RECORDS SUPPLIED –

## BEGIN

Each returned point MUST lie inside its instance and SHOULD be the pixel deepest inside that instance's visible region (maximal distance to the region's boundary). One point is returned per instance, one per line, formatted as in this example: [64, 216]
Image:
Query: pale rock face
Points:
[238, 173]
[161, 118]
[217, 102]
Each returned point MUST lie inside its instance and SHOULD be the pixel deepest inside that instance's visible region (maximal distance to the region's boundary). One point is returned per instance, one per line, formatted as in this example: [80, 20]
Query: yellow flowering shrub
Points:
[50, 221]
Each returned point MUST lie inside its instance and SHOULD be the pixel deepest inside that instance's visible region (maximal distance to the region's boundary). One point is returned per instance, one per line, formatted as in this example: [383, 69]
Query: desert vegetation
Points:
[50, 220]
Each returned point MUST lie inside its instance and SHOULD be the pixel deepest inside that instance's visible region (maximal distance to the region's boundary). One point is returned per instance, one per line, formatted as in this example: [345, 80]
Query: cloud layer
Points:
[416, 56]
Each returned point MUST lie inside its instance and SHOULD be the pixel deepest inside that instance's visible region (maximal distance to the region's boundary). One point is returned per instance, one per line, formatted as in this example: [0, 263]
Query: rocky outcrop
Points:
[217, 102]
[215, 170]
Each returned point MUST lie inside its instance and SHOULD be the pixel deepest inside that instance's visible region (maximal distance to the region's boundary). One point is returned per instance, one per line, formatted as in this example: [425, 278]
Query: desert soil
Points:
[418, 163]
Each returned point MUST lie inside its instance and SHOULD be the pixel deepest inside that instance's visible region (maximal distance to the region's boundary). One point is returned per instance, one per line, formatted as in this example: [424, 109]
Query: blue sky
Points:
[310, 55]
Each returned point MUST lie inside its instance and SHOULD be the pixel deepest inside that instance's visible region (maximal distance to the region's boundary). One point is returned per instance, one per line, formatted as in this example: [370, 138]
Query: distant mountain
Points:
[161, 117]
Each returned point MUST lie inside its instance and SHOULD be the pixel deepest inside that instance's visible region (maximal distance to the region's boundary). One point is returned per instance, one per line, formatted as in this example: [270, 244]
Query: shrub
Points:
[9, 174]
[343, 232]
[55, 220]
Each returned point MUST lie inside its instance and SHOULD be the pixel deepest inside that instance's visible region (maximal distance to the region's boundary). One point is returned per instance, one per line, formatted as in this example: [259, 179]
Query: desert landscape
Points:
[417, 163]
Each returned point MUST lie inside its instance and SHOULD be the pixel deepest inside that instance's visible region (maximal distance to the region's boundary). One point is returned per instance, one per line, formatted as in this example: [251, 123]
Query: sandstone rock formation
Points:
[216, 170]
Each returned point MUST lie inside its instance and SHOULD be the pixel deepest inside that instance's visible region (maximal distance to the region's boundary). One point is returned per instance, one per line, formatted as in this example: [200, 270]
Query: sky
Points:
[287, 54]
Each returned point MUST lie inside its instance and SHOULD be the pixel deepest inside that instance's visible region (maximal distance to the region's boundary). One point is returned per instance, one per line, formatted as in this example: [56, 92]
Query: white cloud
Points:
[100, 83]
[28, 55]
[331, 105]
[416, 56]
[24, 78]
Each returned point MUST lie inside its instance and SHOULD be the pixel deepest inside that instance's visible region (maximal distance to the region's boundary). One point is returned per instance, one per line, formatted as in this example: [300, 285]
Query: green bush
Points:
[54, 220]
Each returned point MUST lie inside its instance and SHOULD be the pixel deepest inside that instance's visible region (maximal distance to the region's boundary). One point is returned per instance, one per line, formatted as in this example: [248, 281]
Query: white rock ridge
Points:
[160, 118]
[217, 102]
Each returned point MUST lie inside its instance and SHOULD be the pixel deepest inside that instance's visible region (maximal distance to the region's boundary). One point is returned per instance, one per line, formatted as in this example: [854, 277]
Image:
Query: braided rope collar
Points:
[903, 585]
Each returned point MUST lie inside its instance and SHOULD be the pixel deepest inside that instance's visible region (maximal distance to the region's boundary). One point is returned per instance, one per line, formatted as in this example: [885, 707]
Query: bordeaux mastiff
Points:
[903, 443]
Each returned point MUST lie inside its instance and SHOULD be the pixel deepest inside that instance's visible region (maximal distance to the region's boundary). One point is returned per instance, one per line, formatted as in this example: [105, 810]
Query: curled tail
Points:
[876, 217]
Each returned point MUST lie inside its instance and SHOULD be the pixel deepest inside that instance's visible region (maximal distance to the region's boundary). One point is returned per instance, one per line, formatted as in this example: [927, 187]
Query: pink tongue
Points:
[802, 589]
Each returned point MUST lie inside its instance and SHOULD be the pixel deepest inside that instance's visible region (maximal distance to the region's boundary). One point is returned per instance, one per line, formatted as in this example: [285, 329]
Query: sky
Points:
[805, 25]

## END

Copy out every entry again, exactly as it was given.

ANSWER TO THIS PROBLEM –
Each returned point MUST lie inside its instance and SHOULD be the pixel deepest inside that instance's visible region (maximal distance to the region's boundary). One point is returned per instance, one per line, formatted as in this example: [64, 216]
Image:
Query: pale rock face
Points:
[238, 173]
[161, 118]
[217, 102]
Each returned point MUST lie inside its instance and SHOULD be the pixel deepest inside that instance's visible region (maximal distance to the region's boundary). One point is returned per instance, one per line, formatted as in this example: [80, 20]
Query: yellow flowering shrub
Points:
[50, 221]
Each returned point MUST lie inside its instance and SHOULD be the pixel deepest inside that instance's visible region (maximal distance to the region's boundary). One point is returned per instance, one per line, formatted as in this example: [383, 69]
Query: desert vegetation
Points:
[50, 220]
Each returned point MUST lie inside its instance and SHOULD be the pixel deepest inside that instance's visible region (maximal distance to the region's boundary). One point is returned per instance, one per line, formatted as in this example: [345, 80]
Query: cloud layer
Points:
[416, 56]
Each returned point MUST lie inside its instance and SHOULD be the pixel deepest inside that instance's visible region (maximal distance to the region's boundary). One point is returned per instance, one per line, formatted as in this example: [0, 263]
Query: rocky outcrop
Points:
[217, 102]
[215, 170]
Each returned point MUST lie inside its instance and SHOULD be the pixel deepest inside that instance's visible region (maximal distance to the region's boundary). One point is returned per instance, one per line, formatted as in this example: [425, 278]
Query: desert soil
Points:
[418, 163]
Each returned point MUST lie inside its instance and SHOULD be the pixel deepest inside that instance's visible region (maximal distance to the region's boundary). One point is returned per instance, one per line, formatted as in this example: [424, 109]
Query: blue sky
Points:
[310, 55]
Each returned point MUST lie inside its instance and SHOULD be the pixel deepest inside that instance's visible region (maximal distance to the region's boundary). One point is returned per instance, one per line, formatted as in this example: [370, 138]
Query: distant mountain
Points:
[161, 117]
Each returned point MUST lie inside its instance and SHOULD be the pixel deepest inside that instance's visible region (maximal distance to the region's boundary). One point is returned per instance, one per line, formatted as in this example: [270, 244]
Query: shrub
Points:
[9, 174]
[343, 232]
[55, 220]
Each returned point MUST lie inside its instance and SHOULD be the pixel deepest inside that instance's visible region (maximal distance to the region's boundary). One point is returned per instance, one per line, formatted as in this example: [259, 179]
Query: desert landscape
Points:
[417, 163]
Each returned point MUST lie inside its instance and SHOULD be the pixel deepest inside that instance's visible region (maximal distance to the region's boundary). One point is returned per instance, one per line, formatted as in this example: [251, 123]
Query: sandstone rock formation
Points:
[216, 170]
Each returned point MUST lie inside its instance and SHOULD be the pixel deepest inside that instance's visible region (maximal distance to the region's boundary). One point is returned per instance, one per line, formatted as in this example: [200, 270]
Query: sky
Points:
[287, 54]
Each returned point MUST lie inside its instance and SHOULD be the pixel deepest inside that instance's visible region (maximal distance to the region's boundary). One point is returned per instance, one per line, formatted as in this example: [56, 92]
Query: white cloud
Points:
[100, 83]
[28, 55]
[331, 105]
[416, 56]
[24, 78]
Each returned point MUST lie inside its instance and SHOULD be the pixel deepest inside that instance's visible region (maximal distance to the region's boundary). One point is returned per instance, one per line, formatted as in this example: [300, 285]
Query: green bush
Points:
[54, 220]
Each returned point MUST lie inside its instance and SHOULD be the pixel deepest inside that instance's visible region (maximal distance to the region's boundary). One point is returned per instance, one per line, formatted as in this example: [248, 281]
Query: white rock ridge
Points:
[160, 118]
[217, 102]
Each returned point MUST lie inside its instance and SHOULD be the pixel deepest inside that instance's visible region (maximal distance to the region's boundary). One point is returned per instance, one per line, formatted as in this example: [854, 277]
Image:
Query: braided rope collar
Points:
[903, 585]
Each returned point MUST lie inside its instance and SHOULD be the pixel deepest inside that instance's visible region (maximal distance to the region's boundary). One point is returned per instance, one per line, formatted as in this example: [885, 707]
Query: bordeaux mastiff
Points:
[903, 443]
Each returned point MUST lie inside its instance and SHOULD be the pixel deepest inside that instance's visible region (maximal distance to the region's boundary). One point is returned per instance, one per line, formatted as in this example: [105, 810]
Query: curled tail
Points:
[876, 217]
Each returned point MUST lie inside its instance and SHOULD be the pixel deepest inside that instance's visible region (maximal distance to the region's boundary). One point is returned per instance, one per line, formatted as in this example: [927, 187]
Query: pink tongue
Points:
[802, 589]
Each returned point MUST lie inside its instance and SHOULD be the pixel deepest inside that instance's visible region (maximal distance to the region's boundary). One point is returned per instance, one per line, formatted as in this example: [285, 329]
Query: sky
Points:
[805, 25]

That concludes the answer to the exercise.